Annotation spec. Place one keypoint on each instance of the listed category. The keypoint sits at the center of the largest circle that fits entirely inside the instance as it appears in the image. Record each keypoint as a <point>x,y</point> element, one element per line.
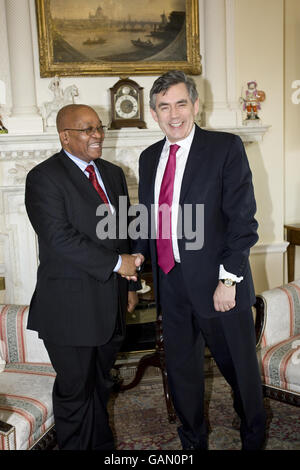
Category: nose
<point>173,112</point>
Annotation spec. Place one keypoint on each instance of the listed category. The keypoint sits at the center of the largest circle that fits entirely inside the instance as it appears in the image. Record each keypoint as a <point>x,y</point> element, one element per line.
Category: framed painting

--------------------

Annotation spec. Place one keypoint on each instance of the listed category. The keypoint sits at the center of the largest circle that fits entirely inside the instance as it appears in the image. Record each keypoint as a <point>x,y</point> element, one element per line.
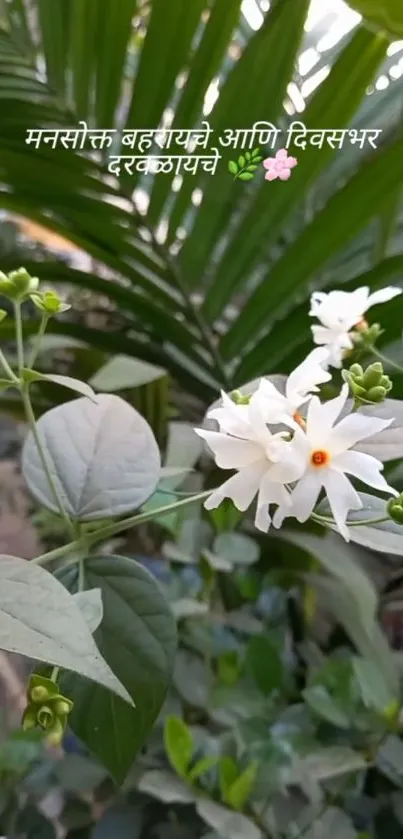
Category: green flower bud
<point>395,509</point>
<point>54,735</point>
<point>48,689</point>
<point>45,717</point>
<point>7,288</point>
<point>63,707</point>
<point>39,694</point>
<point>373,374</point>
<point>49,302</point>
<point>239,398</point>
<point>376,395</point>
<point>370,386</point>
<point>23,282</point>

--------------------

#### Exercise objective
From the entries above, print the lines beginning at the one with "Category: nose" and stopping after the one with "Category: framed painting", exactly as written and with nothing else.

#### Expected answer
Category: nose
<point>173,112</point>
Annotation spec. Place one keypoint on each instance of the listed category. The keypoint sits at the center of the largest circle that fits entirely inside the instance as it appears in the image. Record each keypoint as a <point>x,y</point> element, one element per line.
Category: framed painting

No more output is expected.